**Exercise aim**
Reproduce each of the rows below word for word, omitting the pictures from your answer.

[START]

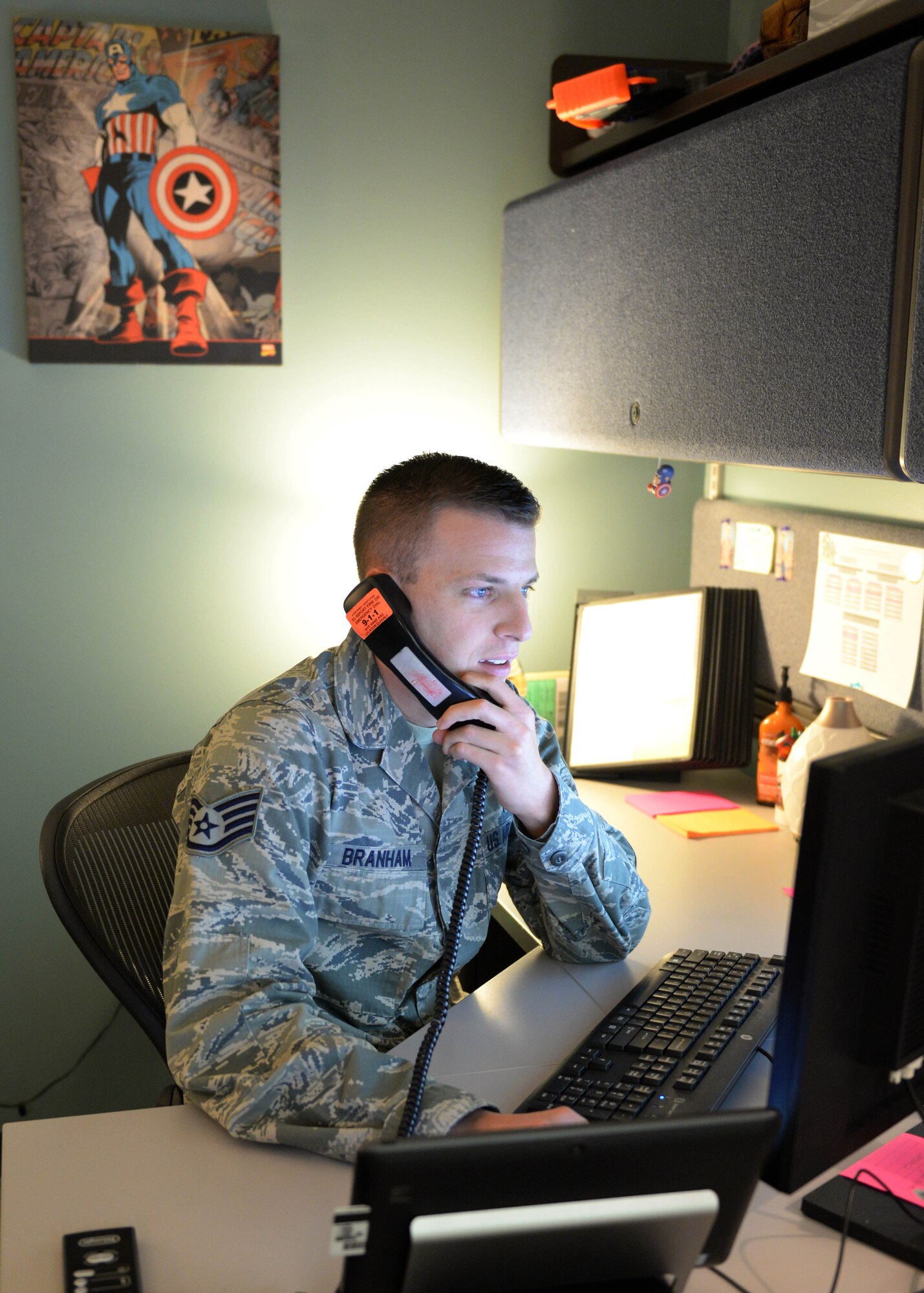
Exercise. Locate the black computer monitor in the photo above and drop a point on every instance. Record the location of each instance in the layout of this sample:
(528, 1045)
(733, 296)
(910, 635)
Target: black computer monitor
(852, 1007)
(398, 1186)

[END]

**Complete response**
Exercise. Locate the black computer monitor in the photo above and drop a point on every instance. Record the location of each instance in the layout of this sample:
(528, 1045)
(733, 296)
(910, 635)
Target: black computer monitor
(852, 1007)
(398, 1186)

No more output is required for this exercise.